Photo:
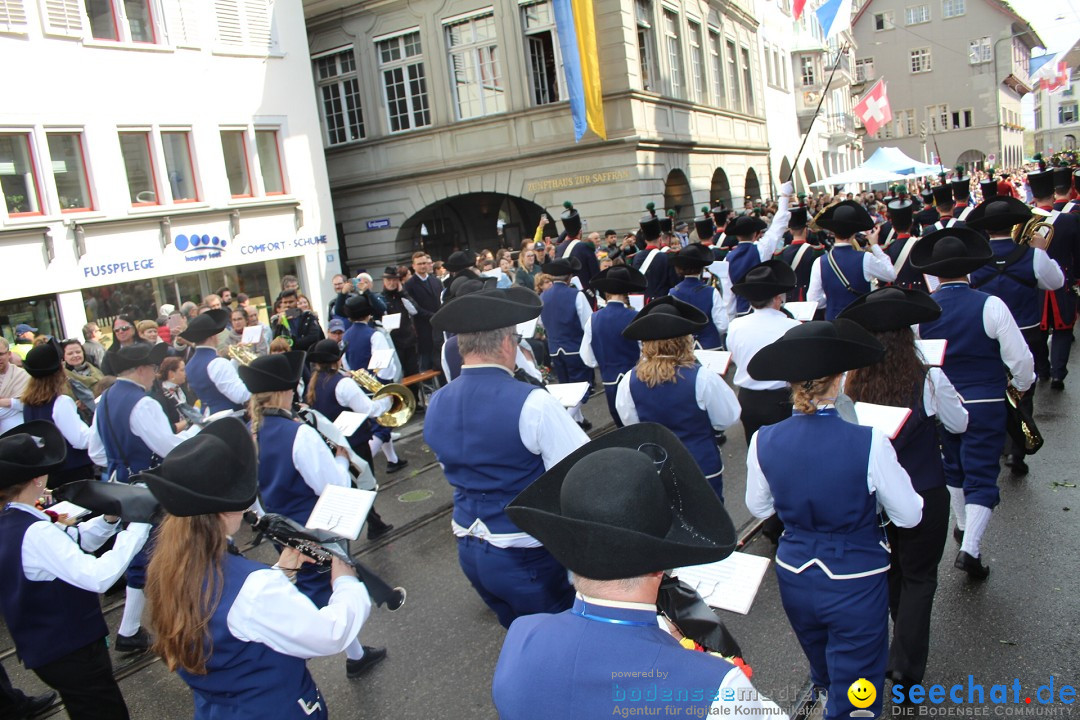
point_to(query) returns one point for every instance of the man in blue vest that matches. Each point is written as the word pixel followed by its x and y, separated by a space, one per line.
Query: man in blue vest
pixel 845 272
pixel 213 378
pixel 983 342
pixel 618 513
pixel 494 435
pixel 1018 274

····················

Aim:
Can you copy out the entries word for word, starting at their beginning and going on through the line containing "pixel 618 513", while omitting the pictures?

Solution below:
Photo:
point_to(query) returns one point for every instance of the man in blue vest that matches. Each point is written as the word pixel followed by its x and y, separated by a space, one per line.
Query: man in blue vest
pixel 845 272
pixel 213 378
pixel 983 342
pixel 618 513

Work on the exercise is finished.